Dataset extract START
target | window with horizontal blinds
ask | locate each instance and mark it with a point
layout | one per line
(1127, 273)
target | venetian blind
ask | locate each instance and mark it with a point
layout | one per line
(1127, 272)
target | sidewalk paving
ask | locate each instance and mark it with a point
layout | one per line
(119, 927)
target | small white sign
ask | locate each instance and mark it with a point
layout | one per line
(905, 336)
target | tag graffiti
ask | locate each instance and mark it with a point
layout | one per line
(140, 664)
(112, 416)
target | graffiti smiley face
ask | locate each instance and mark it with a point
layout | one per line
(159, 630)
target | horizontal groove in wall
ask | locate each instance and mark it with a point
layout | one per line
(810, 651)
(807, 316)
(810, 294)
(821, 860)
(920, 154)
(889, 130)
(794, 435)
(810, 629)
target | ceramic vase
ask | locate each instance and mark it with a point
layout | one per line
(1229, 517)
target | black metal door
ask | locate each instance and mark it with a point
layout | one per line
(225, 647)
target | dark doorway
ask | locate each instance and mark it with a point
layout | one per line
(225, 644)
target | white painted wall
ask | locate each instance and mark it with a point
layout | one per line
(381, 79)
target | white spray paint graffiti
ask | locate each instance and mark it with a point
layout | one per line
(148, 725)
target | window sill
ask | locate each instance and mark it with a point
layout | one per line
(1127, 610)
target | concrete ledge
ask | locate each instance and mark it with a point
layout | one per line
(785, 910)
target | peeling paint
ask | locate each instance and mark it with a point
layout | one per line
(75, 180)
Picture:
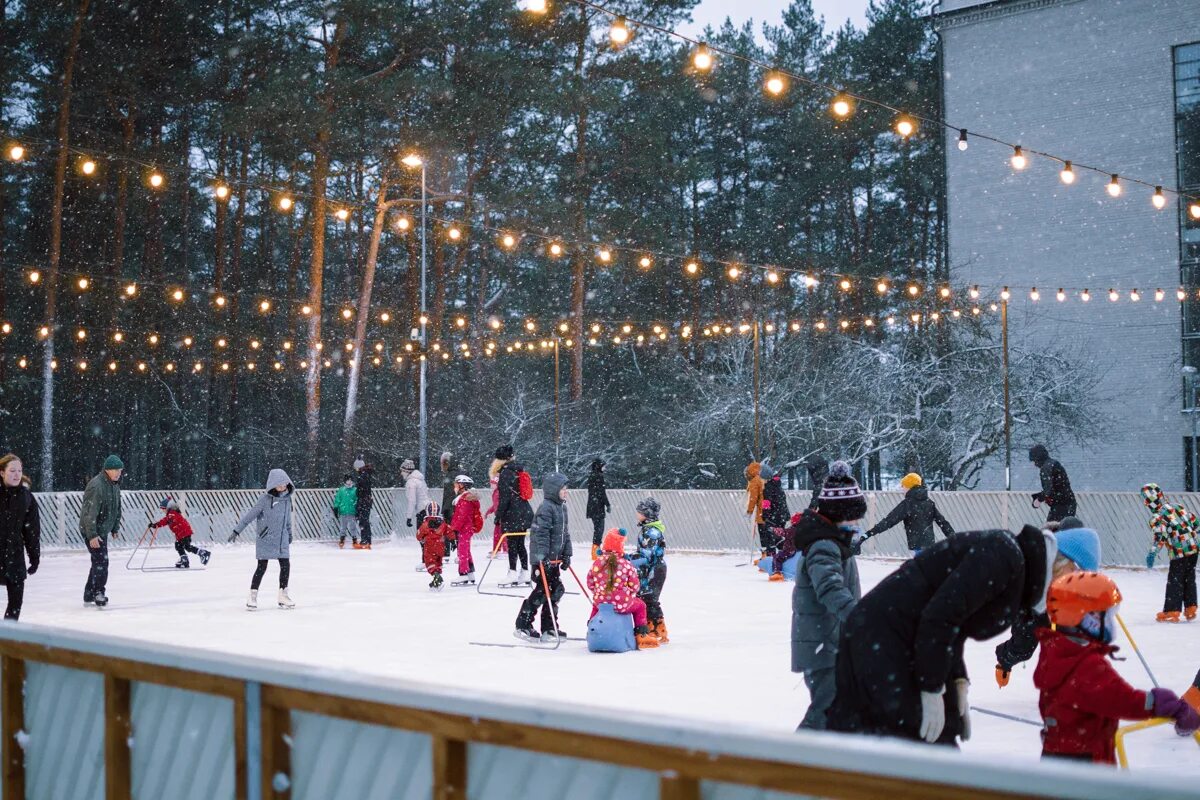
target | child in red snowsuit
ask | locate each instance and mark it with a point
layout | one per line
(179, 525)
(1083, 697)
(432, 535)
(467, 521)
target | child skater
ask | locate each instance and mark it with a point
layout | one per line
(1083, 697)
(1175, 528)
(183, 529)
(612, 579)
(651, 564)
(346, 501)
(273, 517)
(432, 535)
(466, 522)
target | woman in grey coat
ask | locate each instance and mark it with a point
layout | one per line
(826, 585)
(273, 512)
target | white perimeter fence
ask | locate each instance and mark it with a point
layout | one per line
(697, 521)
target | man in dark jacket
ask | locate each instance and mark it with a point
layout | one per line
(598, 504)
(918, 515)
(550, 549)
(1056, 491)
(364, 501)
(900, 668)
(100, 516)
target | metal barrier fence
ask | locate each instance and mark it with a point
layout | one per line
(701, 521)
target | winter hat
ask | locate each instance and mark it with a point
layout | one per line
(649, 509)
(615, 541)
(841, 499)
(1081, 546)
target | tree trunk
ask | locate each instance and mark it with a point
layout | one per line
(55, 248)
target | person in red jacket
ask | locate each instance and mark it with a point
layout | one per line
(1083, 697)
(179, 525)
(466, 521)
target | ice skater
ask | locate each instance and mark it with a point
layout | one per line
(273, 517)
(1176, 529)
(177, 523)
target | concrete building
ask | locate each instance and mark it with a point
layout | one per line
(1107, 83)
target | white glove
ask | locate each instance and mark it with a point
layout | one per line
(933, 715)
(960, 686)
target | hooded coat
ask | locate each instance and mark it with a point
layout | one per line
(918, 515)
(906, 636)
(826, 591)
(273, 515)
(549, 537)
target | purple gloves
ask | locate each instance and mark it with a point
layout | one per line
(1168, 704)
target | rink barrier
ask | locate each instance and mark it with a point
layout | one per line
(708, 521)
(88, 716)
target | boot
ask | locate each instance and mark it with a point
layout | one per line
(646, 641)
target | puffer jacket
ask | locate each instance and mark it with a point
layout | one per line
(827, 588)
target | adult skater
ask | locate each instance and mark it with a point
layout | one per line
(21, 533)
(363, 501)
(900, 669)
(598, 504)
(100, 516)
(1056, 493)
(551, 553)
(918, 515)
(273, 515)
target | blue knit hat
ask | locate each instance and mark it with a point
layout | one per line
(1081, 546)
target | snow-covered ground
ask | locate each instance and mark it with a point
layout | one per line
(367, 614)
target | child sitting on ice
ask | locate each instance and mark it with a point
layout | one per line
(179, 525)
(1083, 697)
(612, 579)
(432, 535)
(1175, 528)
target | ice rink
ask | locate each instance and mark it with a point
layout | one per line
(370, 614)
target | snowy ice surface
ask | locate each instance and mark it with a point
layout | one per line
(370, 613)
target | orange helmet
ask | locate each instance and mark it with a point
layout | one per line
(1077, 594)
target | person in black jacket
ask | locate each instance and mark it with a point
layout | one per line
(21, 534)
(900, 669)
(918, 515)
(1056, 492)
(598, 504)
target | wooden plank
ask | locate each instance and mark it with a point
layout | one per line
(118, 729)
(12, 720)
(138, 671)
(449, 769)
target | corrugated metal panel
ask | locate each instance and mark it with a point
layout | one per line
(337, 758)
(504, 773)
(183, 744)
(65, 722)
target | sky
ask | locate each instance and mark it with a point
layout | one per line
(713, 12)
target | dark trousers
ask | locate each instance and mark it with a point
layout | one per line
(97, 576)
(1181, 584)
(261, 570)
(517, 551)
(538, 599)
(598, 530)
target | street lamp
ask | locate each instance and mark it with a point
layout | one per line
(413, 161)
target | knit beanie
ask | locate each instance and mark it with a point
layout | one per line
(841, 499)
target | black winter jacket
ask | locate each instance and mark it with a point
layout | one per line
(21, 533)
(918, 515)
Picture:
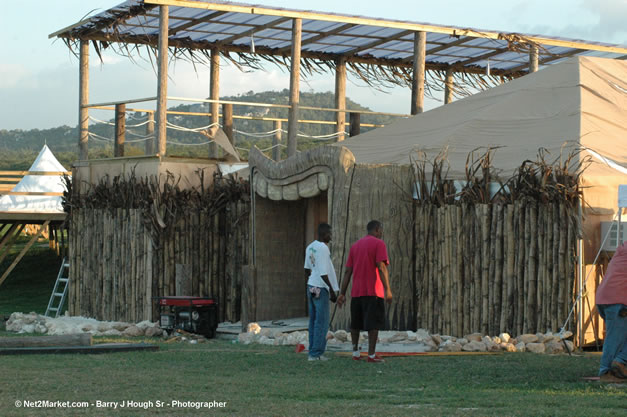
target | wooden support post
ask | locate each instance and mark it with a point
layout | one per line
(5, 246)
(355, 122)
(227, 122)
(340, 98)
(276, 140)
(448, 86)
(4, 239)
(150, 131)
(183, 280)
(162, 82)
(292, 123)
(120, 130)
(23, 252)
(214, 94)
(83, 100)
(418, 81)
(533, 59)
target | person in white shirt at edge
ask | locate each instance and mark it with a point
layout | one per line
(321, 287)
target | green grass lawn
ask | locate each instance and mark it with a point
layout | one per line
(30, 284)
(274, 381)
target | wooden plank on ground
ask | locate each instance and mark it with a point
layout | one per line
(103, 348)
(78, 339)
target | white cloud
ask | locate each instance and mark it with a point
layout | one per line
(14, 75)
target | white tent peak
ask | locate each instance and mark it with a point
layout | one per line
(45, 162)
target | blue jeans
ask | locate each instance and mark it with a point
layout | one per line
(318, 321)
(615, 344)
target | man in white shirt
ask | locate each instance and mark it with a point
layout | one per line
(321, 287)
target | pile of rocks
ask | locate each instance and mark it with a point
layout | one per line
(421, 340)
(36, 323)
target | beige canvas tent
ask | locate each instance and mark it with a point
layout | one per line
(579, 103)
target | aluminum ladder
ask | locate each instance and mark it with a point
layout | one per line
(59, 292)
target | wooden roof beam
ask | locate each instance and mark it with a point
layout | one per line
(195, 22)
(449, 45)
(549, 59)
(380, 42)
(151, 40)
(328, 17)
(253, 30)
(479, 58)
(323, 35)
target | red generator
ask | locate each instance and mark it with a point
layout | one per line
(192, 314)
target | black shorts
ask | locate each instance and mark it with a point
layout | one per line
(367, 313)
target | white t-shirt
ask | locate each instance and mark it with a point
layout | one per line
(318, 261)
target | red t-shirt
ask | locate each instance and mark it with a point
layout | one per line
(613, 288)
(363, 258)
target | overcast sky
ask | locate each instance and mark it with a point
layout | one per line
(39, 76)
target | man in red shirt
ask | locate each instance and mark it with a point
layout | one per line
(611, 300)
(367, 262)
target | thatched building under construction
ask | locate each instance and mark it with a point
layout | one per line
(488, 244)
(369, 176)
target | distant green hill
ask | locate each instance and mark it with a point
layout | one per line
(18, 148)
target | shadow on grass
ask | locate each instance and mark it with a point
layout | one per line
(29, 285)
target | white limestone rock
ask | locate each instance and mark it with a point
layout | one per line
(341, 335)
(153, 332)
(120, 326)
(397, 337)
(566, 335)
(133, 331)
(507, 347)
(245, 338)
(527, 338)
(476, 337)
(253, 328)
(535, 347)
(490, 345)
(550, 337)
(554, 347)
(450, 346)
(264, 340)
(145, 324)
(474, 346)
(422, 334)
(266, 332)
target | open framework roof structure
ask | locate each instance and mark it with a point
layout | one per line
(375, 49)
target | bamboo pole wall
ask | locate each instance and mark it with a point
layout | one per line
(495, 262)
(466, 268)
(120, 258)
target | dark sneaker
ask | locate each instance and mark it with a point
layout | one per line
(376, 359)
(619, 369)
(608, 377)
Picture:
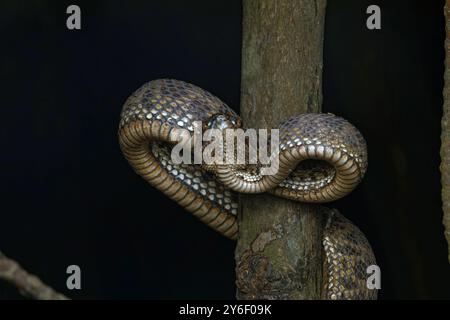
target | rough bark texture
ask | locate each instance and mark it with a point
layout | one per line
(445, 148)
(279, 250)
(29, 285)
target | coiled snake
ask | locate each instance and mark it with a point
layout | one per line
(322, 157)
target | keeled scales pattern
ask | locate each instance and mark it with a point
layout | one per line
(322, 158)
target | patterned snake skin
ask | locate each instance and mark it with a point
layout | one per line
(321, 158)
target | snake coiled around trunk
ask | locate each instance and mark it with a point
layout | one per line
(321, 158)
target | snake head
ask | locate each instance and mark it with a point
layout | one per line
(223, 121)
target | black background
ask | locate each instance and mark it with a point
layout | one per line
(69, 197)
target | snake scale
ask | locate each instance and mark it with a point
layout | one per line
(322, 158)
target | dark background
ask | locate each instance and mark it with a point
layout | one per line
(69, 197)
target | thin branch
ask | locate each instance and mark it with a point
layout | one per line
(29, 285)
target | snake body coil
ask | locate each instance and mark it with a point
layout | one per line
(322, 157)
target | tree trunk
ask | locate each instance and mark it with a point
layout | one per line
(445, 147)
(279, 249)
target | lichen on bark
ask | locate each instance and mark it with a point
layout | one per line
(279, 249)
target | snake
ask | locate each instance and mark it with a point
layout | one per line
(321, 158)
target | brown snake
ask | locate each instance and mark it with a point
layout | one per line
(322, 157)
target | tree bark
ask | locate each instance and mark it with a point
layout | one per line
(279, 249)
(445, 136)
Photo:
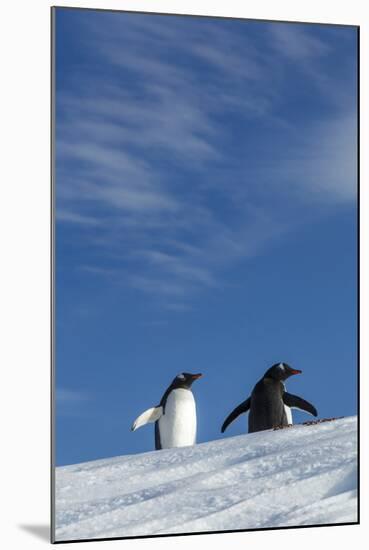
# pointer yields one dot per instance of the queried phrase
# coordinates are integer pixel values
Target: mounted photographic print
(205, 336)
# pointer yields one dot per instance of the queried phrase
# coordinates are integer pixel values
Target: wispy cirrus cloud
(178, 145)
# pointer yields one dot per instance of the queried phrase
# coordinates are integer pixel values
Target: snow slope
(303, 475)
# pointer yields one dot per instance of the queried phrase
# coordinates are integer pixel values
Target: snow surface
(302, 475)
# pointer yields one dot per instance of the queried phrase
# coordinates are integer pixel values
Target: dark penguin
(268, 401)
(175, 416)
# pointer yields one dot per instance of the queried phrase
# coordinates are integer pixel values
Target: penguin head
(185, 380)
(281, 371)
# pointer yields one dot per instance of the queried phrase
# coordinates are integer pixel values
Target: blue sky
(205, 219)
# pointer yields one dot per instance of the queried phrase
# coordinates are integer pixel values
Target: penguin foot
(282, 427)
(312, 422)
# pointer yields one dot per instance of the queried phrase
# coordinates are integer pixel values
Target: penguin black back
(268, 400)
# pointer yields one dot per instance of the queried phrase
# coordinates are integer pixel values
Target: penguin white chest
(177, 426)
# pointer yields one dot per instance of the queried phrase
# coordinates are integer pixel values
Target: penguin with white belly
(175, 416)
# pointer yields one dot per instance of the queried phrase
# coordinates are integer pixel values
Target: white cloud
(156, 158)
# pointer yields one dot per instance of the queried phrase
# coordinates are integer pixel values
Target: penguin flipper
(296, 402)
(242, 408)
(151, 415)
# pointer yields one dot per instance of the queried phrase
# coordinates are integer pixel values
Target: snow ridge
(305, 475)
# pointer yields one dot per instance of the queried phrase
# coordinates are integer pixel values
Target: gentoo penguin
(175, 416)
(269, 400)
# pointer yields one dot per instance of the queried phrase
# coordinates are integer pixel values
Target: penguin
(269, 403)
(175, 416)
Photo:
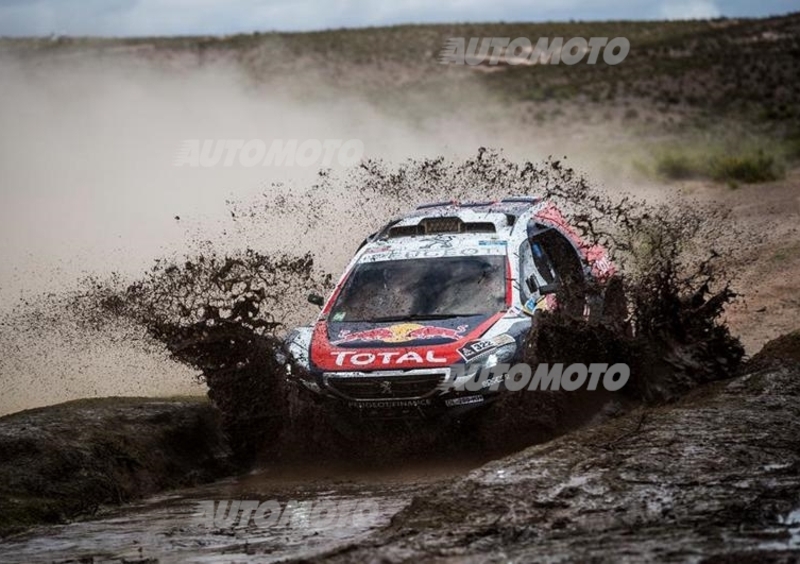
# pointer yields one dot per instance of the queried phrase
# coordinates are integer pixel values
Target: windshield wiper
(421, 317)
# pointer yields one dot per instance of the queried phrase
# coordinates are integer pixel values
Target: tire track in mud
(221, 314)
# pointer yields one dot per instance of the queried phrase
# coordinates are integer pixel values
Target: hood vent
(437, 225)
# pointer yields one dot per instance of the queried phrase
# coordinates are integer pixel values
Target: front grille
(407, 386)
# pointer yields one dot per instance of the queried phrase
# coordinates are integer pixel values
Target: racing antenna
(438, 205)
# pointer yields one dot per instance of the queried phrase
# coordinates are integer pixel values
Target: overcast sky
(192, 17)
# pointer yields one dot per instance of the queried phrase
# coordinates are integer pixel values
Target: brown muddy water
(345, 507)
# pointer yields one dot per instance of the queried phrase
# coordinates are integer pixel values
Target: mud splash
(223, 315)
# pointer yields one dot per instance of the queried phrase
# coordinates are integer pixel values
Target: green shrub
(752, 168)
(676, 166)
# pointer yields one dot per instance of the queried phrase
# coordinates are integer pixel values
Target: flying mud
(224, 315)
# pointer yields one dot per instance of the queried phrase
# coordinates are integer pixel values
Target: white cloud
(690, 10)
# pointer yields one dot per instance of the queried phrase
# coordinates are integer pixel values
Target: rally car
(448, 287)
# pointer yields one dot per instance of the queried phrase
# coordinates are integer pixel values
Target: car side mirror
(543, 290)
(548, 289)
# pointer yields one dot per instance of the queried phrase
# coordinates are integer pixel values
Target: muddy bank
(64, 461)
(714, 477)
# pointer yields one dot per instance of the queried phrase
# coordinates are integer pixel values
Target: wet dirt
(173, 527)
(710, 478)
(220, 314)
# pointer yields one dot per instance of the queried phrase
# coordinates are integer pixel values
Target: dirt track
(713, 477)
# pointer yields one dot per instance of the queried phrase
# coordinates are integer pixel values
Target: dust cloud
(87, 150)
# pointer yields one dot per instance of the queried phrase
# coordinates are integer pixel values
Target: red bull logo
(402, 333)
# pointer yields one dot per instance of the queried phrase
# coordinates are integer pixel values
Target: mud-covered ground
(714, 477)
(71, 459)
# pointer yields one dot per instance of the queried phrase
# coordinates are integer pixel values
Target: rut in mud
(221, 314)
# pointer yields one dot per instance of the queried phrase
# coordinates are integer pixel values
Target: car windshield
(423, 289)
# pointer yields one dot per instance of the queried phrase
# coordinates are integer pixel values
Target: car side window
(526, 270)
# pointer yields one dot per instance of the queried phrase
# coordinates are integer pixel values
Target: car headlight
(501, 355)
(463, 377)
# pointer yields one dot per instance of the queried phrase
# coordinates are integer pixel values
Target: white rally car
(446, 287)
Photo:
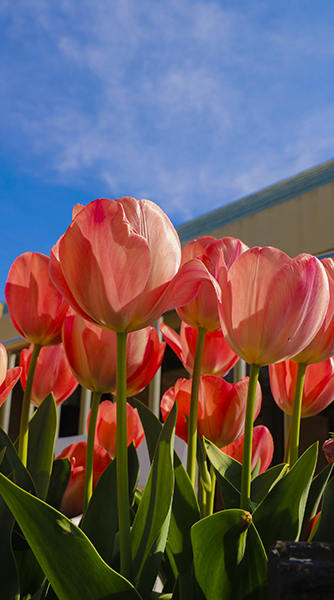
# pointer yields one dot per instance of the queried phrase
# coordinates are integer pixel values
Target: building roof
(270, 196)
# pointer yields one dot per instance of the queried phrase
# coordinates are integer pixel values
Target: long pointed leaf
(150, 527)
(68, 559)
(229, 558)
(280, 515)
(325, 531)
(42, 436)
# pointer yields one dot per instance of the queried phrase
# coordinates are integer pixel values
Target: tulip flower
(321, 347)
(202, 311)
(53, 374)
(221, 408)
(328, 448)
(118, 265)
(73, 500)
(8, 377)
(263, 448)
(318, 391)
(91, 353)
(272, 305)
(36, 307)
(218, 358)
(106, 427)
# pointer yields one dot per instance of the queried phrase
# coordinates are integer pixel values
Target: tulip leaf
(42, 436)
(263, 483)
(60, 475)
(228, 473)
(151, 524)
(280, 514)
(100, 519)
(68, 559)
(11, 463)
(325, 530)
(317, 489)
(185, 512)
(151, 426)
(229, 559)
(10, 583)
Dataset extract END
Exercise description » Give again, exactly as written, every line from the first one above through the line that has "target | white spray paint graffiti" in it.

Task answer »
target | window with horizontal blinds
ask | locate each instance and mark it with a point
layout | one per line
(1127, 273)
target | venetian blind
ask | locate each instance and mark it with a point
layout | one per line
(1127, 272)
target | sidewalk paving
ask | locate each instance and mark it with a point
layout | one per line
(119, 927)
target | small white sign
ask | locate each instance and mark it with a point
layout | one per line
(905, 336)
target | tag graffiti
ask | locate each instance and mark it with a point
layout | one per line
(140, 664)
(112, 416)
target | graffiti smiley face
ask | locate each instance and mark it with a point
layout | one per line
(159, 630)
target | horizontal groove in wall
ask | locate each instance and mark it with a point
layout | one per line
(810, 651)
(807, 316)
(810, 294)
(821, 860)
(920, 154)
(889, 130)
(794, 435)
(810, 629)
target | ceramic vase
ask | locate each instance and mark it with a point
layout | one per line
(1229, 517)
target | black metal door
ask | locate each instance and mark it with a point
layout | one per line
(225, 647)
target | dark doorway
ask | locate each instance and mark it with a point
layout | one per line
(225, 644)
target | white painted wall
ask | locate each instance and mark it with a point
layout | one per line
(381, 79)
target | white spray paint graffiti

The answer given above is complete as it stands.